» **Text passage**
====================

Unless a nanny is raising your kid we all attachment parent to some degree. In my case i 'nibbled' both my kids nails as babies because we did nip our son as a newborn. We co slept because i could feel my baby sleeping next to me and kept me sane. I used a wrap to 'wear' my baby because regular holding hurt my back. I also formula fed because it also kept me sane. I let my kids cry it out a bit. I do spank sometimes. I'm a combo of styles, doing what works for me and my husband

miche... micheledo

Great article!

insei... inseineangel

I can't bite my kids nails. There's not many things that gross me out, but nail biting is one of them. Do you know how much bacteria lives under your nails? And how nasty the human mouth is? (I don't care HOW often you brush/floss/rinse, your mouth is disgusting.) I've accidentally made my daughter's little fingertips bleed with the nail clippers, but ya know what? It's not a life threatening wound, it doesn't seem to hurt her, she's not going to die from it. 


sassykat is right in that everyone does AP to a degree. If you didn't, that would mean either - as she said - you got a 24/7 nanny for your kid, or you don't even HAVE kids, lol. 

Caera Caera

It's not "independence" if your kid is so desperate to get away from you and your smothering style of parenting they're running as soon as their legs will carry them.


Attachment parenting is smothering, annoying, helicoptering overparenting.


Give your damn kids a chance to breathe, would ya?

lovem... lovemy2sons25

I did not breastfeed, I did not carry either one of my babies in a sling, I just held them or used a stroller, I have never bit my childs finger nails and I rarely co sleeped with my them. I don't thinks attatchment parenting is wrong I just know its not for me!! I personally don't think a certain parenting style makes you any better of a parent. As long as your child isn't being neglected or abused and is being well taken care of and loved that's what's most important. I know I'm a good mom. That's all that matters to me!!

====================

(Saved entries)
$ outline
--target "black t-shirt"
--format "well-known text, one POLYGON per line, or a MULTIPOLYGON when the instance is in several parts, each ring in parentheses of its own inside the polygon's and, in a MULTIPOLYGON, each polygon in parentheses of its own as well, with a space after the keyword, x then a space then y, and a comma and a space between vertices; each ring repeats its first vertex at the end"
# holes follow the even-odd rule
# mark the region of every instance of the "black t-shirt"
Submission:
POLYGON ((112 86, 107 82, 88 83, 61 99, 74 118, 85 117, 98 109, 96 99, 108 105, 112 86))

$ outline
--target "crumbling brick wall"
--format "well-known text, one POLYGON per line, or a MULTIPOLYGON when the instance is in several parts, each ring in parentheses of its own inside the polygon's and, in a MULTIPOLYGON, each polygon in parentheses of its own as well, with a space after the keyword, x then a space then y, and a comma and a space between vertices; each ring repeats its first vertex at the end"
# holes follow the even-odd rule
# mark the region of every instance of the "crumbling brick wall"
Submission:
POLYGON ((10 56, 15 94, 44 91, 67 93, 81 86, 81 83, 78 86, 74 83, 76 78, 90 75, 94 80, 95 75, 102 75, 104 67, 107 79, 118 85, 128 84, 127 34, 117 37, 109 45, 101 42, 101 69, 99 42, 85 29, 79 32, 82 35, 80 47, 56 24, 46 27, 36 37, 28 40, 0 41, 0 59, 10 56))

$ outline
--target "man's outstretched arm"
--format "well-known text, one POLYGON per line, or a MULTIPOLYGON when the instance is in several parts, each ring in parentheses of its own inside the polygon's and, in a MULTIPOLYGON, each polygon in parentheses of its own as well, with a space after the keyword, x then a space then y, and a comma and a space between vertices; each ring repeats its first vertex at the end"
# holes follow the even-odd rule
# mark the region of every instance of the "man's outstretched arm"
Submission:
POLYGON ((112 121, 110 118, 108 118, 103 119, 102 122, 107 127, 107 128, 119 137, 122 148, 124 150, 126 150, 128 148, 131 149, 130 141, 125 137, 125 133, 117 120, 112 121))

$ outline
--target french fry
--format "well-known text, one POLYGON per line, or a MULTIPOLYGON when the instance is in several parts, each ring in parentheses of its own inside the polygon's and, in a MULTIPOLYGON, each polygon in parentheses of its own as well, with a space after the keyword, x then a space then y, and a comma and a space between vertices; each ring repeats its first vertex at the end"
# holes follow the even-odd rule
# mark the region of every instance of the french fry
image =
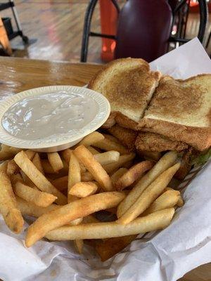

====================

» **Assignment 1**
Sum up the comments on attachment parenting in two sentences.
» **Assignment 2**
Carry on the comment thread about attachment parenting from the point where its last comment ends.
The lines are separate material and have no connection to the text.

» **Response box 1**
One commenter says everyone practices attachment parenting to some degree and uses a combination of styles, and another agrees with that point but won't bite children's nails because of the bacteria involved. A third calls attachment parenting smothering overparenting, while a fourth says it isn't for them but that no parenting style makes someone a better parent as long as the child is cared for and loved.

» **Response box 2**
nonmember avatar ClassyGurl

And this pic shows EXACTLY why people get all in a tissy about breastfeeding. Is it really necessary to let that much boob hang out & show of that 10" nipple?! No.

nonmember avatar Rebecca

independence is an important developmental skill but ideally it follows after dependance and interdependence. when we miss filling those earlier needs our kids miss out on valuable social cues and skills that effect their ability ti form secure interpersonal attachments. I love psychological attachment theory (Bowlby/Ainsworth) but am less of a fan of Sear's Attachment Parenting philosophy. Why? because HOW one parents (as in breast/bottle, crib/cosleep) does not directly correlate to how your child experiences your relationship and so many mothers (and fathers) are caught up in these personal battles thinking they aren't good enough.... we all have the capacity to be good enough parents for our children. no matter how we choose to parent. parent from the heart. parent with love. when children feel love they grow up with the ability to create secure healthy interpersonal attachments.

Todd Vrancic

I wore our youngest while pushing our middle child in the stroller because that's what worked.

nonmember avatar aimee

so when exactly do people think crib/baby beds came into peoples lifes?